**Extrait:**

'''

L’excès de personnalité, le trop grand désir d’agir à sa guise, sont très souvent la cause de nos divisions internes. Pourtant il nous faut savoir que même si nos idées sont bonnes et lumineuses, notre époux, à qui nous avons donné notre confiance, peut avoir aussi son avis sur la question ; il a reçu les grâces d’état nécessaires et ses idées pourront être encore meilleures que les nôtres, même si nous ne percevons pas tout de suite leurs tenants et aboutissants. Et si parfois elles étaient moins bonnes, il serait toujours plus bénéfique pour le salut de tous d’y renoncer dès lors qu’elles sont source d’opposition. Il est plus sage, plus humble et charitable d’accepter les vues de son époux, plutôt que de les écarter pour ne point renoncer à des nuances trop personnelles. Ce personnalisme est l’ennemi de l’union, il empêche le succès des œuvres et même notre progrès spirituel. Et quel réconfort pour le catholique que de savoir que tous les renoncements à notre volonté propre seront des occasions de sacrifice à offrir à Dieu pour le salut de notre famille.

Ces germes de discordes semés par Lucifer le jour du « Non serviam » deviendront alors autant d’oiseaux du Paradis qui viendront se jeter aux pieds du Seigneur lors du jugement dernier.

'''

**Données enregistrées:**
'''

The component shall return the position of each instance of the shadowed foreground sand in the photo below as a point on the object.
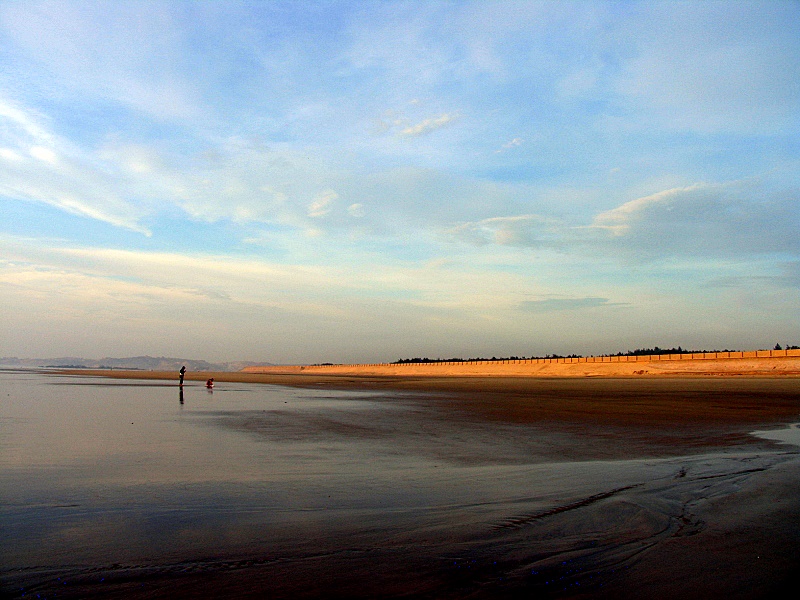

'''

**Énoncé:**
Poursuivez, s'il vous plaît, l'extrait sur le renoncement à sa volonté propre entre époux, à la suite de sa dernière phrase.

**Réponse:**
Ces sacrifices ne seront pas les moindres de notre vie d’épouse, et, selon les tempéraments, ils seront parfois véritablement des épines crucifiantes, mais n’oublions jamais que le mot « sacrifice » signifie : « rendre sacré » et là seulement nous en comprendrons la valeur. N’est-ce pas là en particulier la mission de l’épouse et de la mère, âme du foyer, que de rendre à Dieu ceux qu’Il lui a confiés et de les mener vers le ciel en les ayant sanctifiés par ses larmes et ses prières ? Et si vraiment vous ne pouvez supporter ce que vous considérez comme un joug, offrez, comme un cadeau à votre mari, cette place et cette autorité dans un belle abnégation ; Notre-Seigneur tiendra compte de votre élan et le transformera progressivement pour le perfectionner. Ce combat personnel, assez contraignant pour les natures moins dociles, deviendra peu à peu naturel et même suave…quelle joie intérieure alors !

Courage donc chères amies ! Que cette période de l’Avent nous aide à examiner ce point toujours très sensible, afin que chacune d’entre nous parvienne à garder son foyer dans la paix, de la naissance à la mort, traversant plus facilement cette délicate période de l’adolescence si notre foyer rayonne dans l’union et la charité. Il n’est jamais trop tard pour s’y mettre ! Que le Saint-Esprit nous guide toutes. Que Saint Joseph nous aide, lui à qui Notre-Dame – pourtant plus sainte que lui- a obéi et fait confiance dans toutes ses décisions, même les plus surprenantes à vue humaine, telle que la fuite en Egypte. Qu’il donne aux époux les grâces pour être de véritables chefs de famille et aux épouses celles de savoir se remettre à leur autorité dans la confiance et une vraie paix de l’âme.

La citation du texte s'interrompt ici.